### Page extract:
━━━━━━

Appeal of COURTNEY DENNIS, on behalf of her son NOAH SUPERNAULT, from action of the Board of Education of the Hilton Central School District regarding residency.

Decision No. 16,298

(September 1, 2011)

Lynda M. Van Coske, Esq., attorney for respondent

GREY, Acting Commissioner.--Petitioner appeals the determination of the Board of Education of the Hilton Central School District (“respondent”) that her son, Noah, is not a district resident.  The appeal must be dismissed.

Noah is a student at respondent’s Northwood Elementary School.  According to petitioner, she and Noah reside at her father’s home on Chimney Sweep Lane, within respondent’s district (“in-district address”).  The record reflects that on March 22, 2011, Noah told a school employee that he and petitioner lived with petitioner’s boyfriend outside of respondent’s district.  This information was conveyed to respondent’s Director of Student Services (“director”) who, in turn, requested that an investigation into Noah’s residency be commenced.

Between April 1, 2011 and April 14, 2011, respondent conducted surveillance at a number of locations, including the in-district address and petitioner’s boyfriend’s residence on Velox Street outside of respondent’s district (“Velox Street address”).  A surveillance summary (“summary”) submitted by respondent indicates that, among other things, petitioner’s vehicle was observed at the Velox Street address every day, and at various times of the day, during this period.  In addition, the summary indicates that investigators observed petitioner at the Velox Street address on at least three occasions, and that Noah was seen leaving the Velox Street address and/or being dropped off at school in petitioner’s vehicle (which had been observed at the Velox Street address a short time before) on at least four occasions.  The summary also indicates that no vehicles were observed at the in-district address on five mornings and two afternoons.  Finally, respondent contends that on April 26, 2011, Noah indicated to another district employee that he lived with petitioner and her boyfriend at her boyfriend’s house (i.e., at the Velox Street address).

━━━━━━

### Stored items:
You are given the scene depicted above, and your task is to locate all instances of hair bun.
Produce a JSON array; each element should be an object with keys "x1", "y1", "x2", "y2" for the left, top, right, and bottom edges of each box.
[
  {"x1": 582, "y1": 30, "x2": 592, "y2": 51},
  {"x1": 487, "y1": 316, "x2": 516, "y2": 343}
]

━━━━━━

### Instruction:
Answer these questions using the residency appeal decision:
(a) What decision number does it carry?
(b) On what date did Noah tell a school employee that he and petitioner lived with petitioner's boyfriend outside the district?
(c) On how many mornings were no vehicles observed at the in-district address?

### Response:
(a) Decision No. 16,298
(b) March 22, 2011
(c) Five